— OBIETTIVO A —
Secondo l'articolo sulla guerra dei droni, in quale conflitto esordirono gli sciami di droni russi e turchi come strumento tattico e strategico decisivo?
— OBIETTIVO B —
Prosegui l'articolo sulla guerra dei droni partendo subito dopo la sua ultima frase.

— TESTO ESTRATTO —
^^^^^^^^^^^^^^^^

Perché l'Europa deve imparare dalla guerra dei droni

Oscar Giannino

Il piano annunciato da Ursula von der Leyen per opporre alla Russia "un muro di droni" è credibile solo a patto di copiare l’Ucraina. Che ha creato in tempi record un ecosistema agile, integrato e innovativo

L’attacco di droni russi alla Polonia ha aperto gli occhi ai media europei, e si spera anche ai politici. L’Europa e la Nato non sono pronte ad affrontare la minaccia di centinaia di droni, come quelli che ormai la Russia riserva all’Ucraina accompagnandoli anche a un minor numero di missili balistici e ipersonici. L’esordio degli sciami di droni russi e turchi come strumento tattico e strategico decisivo sul campo avvenne nella guerra del 2020 in cui l’Azerbaigian strappò il Nagorno-Karabakh all’Armenia. Da allora, abbiamo dormito. Un ritardo reso più drammatico dal conflitto in Ucraina, che mostra la rapidità evolutiva di questi strumenti. In oltre tre anni il successo iniziale del droni turchi Bayraktar TB2, con cui l’Ucraina polverizzò le colonne corazzate russe, ha lasciato il campo prima alla massiccia risposta russa attraverso i droni iraniani Shahed di prima e seconda generazione, poi al loro affinamento dei sistemi direzionali e di carico pagante effettuato negli stabilimenti russi, infine altrettanto è avvenuto rispetto ai vecchi modelli di droni sovietici da parte degli ingeneri ucraini. Le guerre contemporanee ad alta intensità hanno tempi rapidissimi di invecchiamento tecnologico, e l’asimmetria di costo-efficacia dei mezzi unmanned, dalle loitering munition ai droni di ricognizione fino ai i droni kamikaze, richiede una grande capacità ingegneristica ma lavorando su materiali di costo bassissimo rispetto a sistemi difesa aerea  di medio lungo raggio come i Patriot americani e i Samp-T europei.

^^^^^^^^^^^^^^^^

— DATI SALVATI —
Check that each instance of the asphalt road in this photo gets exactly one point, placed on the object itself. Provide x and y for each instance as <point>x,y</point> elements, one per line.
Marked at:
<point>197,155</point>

^^^^^^^^^^^^^^^^

— RISULTATO A —
Nella guerra del 2020 in cui l'Azerbaigian strappò il Nagorno-Karabakh all'Armenia.

— RISULTATO B —
Nel suo discorso sullo Stato dell’Unione europea di qualche giorno fa, Ursula von der Leyen ha detto che l’Europa opporrà alla Russia “un muro di droni”. Per dare credibilità a tale affermazione, bisogna ipotizzare una rivoluzione. E’ stranoto che da una parte la spesa complessiva per la Difesa dei paesi membri dell’Ue ha raggiunto i 326 miliardi di euro nel 2024, ma al momento le strategie di procurement restano prevalentemente nazionali, grandi progetti dividono le industrie dei maggiori paesi Ue sui caccia di sesta generazione, sia mezzi corazzati, sulla difesa spaziale e sulla cyber security. Oggi ogni esercito europeo sta rapidamente tentando di dotare di sistemi di difesa aerea a breve raggio tutte le sue diverse unità, ma ognuno continua a preferire sistemi diversi. Se invece vogliamo alzare lo sguardo e capire come sia possibile fare ciò che ha detto la von der Leyen, una soluzione c’è. Non a chiacchiere: sta già funzionando. Bisogna fare ciò che ha fatto l’Ucraina. Da dove nasce, la possibilità dell’Ucraina martoriata di colpire sempre più in profondità le basi russe? Nasce dall’aver capito che occorreva una rapida ma vera rivoluzione.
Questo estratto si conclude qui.